Below are lines of data; give the number of them that contain "When", and only that.

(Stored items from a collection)
■ ■ ■ ■

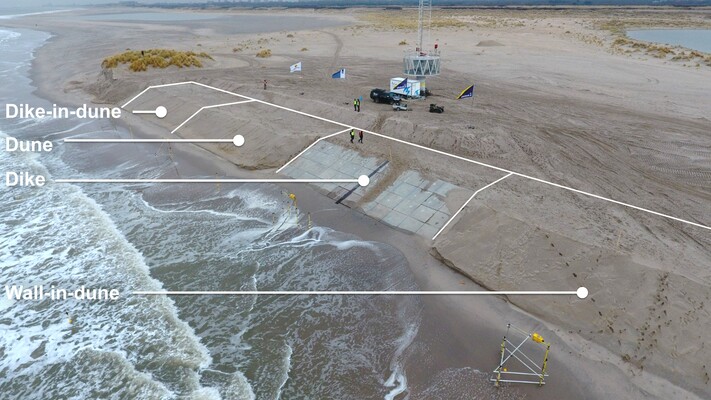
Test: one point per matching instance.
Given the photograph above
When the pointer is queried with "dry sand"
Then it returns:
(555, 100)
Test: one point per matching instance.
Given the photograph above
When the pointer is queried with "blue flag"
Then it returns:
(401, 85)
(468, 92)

■ ■ ■ ■

## Response to this task:
2